(Excerpts from location labeling data)
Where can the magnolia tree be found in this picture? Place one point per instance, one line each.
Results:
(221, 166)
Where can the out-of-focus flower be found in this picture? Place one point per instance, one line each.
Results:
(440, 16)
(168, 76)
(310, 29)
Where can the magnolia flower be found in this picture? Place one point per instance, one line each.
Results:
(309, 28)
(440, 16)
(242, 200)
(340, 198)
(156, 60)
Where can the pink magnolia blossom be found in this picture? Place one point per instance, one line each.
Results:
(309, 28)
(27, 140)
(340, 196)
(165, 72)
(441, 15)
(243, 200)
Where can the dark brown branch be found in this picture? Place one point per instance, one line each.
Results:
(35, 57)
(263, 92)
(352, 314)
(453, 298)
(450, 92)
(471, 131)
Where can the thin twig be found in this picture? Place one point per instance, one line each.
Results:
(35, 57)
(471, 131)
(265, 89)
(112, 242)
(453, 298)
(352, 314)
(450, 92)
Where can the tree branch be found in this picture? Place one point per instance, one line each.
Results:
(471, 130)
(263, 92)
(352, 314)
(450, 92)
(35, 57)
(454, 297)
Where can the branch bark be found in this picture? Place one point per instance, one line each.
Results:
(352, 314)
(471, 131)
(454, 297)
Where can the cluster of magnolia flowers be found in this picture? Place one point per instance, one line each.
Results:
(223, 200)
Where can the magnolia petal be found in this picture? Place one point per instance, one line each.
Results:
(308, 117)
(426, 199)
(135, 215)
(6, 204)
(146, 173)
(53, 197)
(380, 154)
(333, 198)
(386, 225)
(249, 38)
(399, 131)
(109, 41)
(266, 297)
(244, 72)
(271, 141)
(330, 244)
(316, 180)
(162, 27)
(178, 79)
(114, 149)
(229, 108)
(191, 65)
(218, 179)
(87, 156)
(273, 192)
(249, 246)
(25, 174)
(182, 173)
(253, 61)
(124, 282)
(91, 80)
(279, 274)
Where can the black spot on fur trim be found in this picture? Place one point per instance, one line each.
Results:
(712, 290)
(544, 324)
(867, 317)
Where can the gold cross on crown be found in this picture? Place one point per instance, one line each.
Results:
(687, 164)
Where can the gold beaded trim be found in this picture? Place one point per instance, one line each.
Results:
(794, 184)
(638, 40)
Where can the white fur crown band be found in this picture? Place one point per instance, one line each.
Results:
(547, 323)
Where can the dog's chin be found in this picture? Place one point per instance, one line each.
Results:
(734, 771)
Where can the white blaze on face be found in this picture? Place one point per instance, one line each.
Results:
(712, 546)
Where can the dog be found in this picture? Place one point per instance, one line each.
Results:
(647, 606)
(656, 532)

- WORK INSTRUCTIONS -
Reproduce verbatim the records from the line containing "Where can the branch" through the end of the records.

- ANSWER TO THE EXERCISE -
Where can the branch bark be found in this picture? Place one point per instance, one line each.
Results:
(352, 314)
(471, 131)
(454, 297)
Where can the cluster of magnolia flowers be found in this picture? Place one point per instance, one line each.
Results:
(223, 200)
Where can the magnolia petal be found in this picture? Place one point per instance, one line each.
Results:
(308, 117)
(426, 199)
(135, 215)
(6, 204)
(146, 173)
(53, 197)
(380, 154)
(333, 198)
(386, 225)
(249, 38)
(399, 131)
(109, 41)
(266, 297)
(244, 72)
(271, 141)
(330, 244)
(316, 180)
(162, 27)
(178, 79)
(114, 149)
(229, 108)
(191, 65)
(218, 179)
(87, 156)
(273, 192)
(249, 246)
(25, 174)
(182, 173)
(253, 61)
(124, 282)
(91, 80)
(279, 274)
Where can the black spot on fur trim be found in this picture? Place one point per instance, one line each.
Results:
(712, 290)
(544, 324)
(867, 317)
Where can the gold cross on crown be found in this picture? Place one point per instance, one line each.
Results:
(687, 164)
Where can the gold beaded trim be found in this picture? Place one point per instance, one line each.
Results:
(794, 184)
(638, 40)
Where can the white fur crown band be found in this picture? Place one point per instance, one line each.
Results:
(547, 323)
Where can the dog's chin be found in this picture? Place one point per instance, one line each.
Results:
(734, 771)
Where can the white blaze on face be found in this picture? Place one point per instance, one line each.
Results:
(712, 546)
Where can the dog be found in this picture? Place one point per instance, one line each.
Results:
(647, 606)
(656, 532)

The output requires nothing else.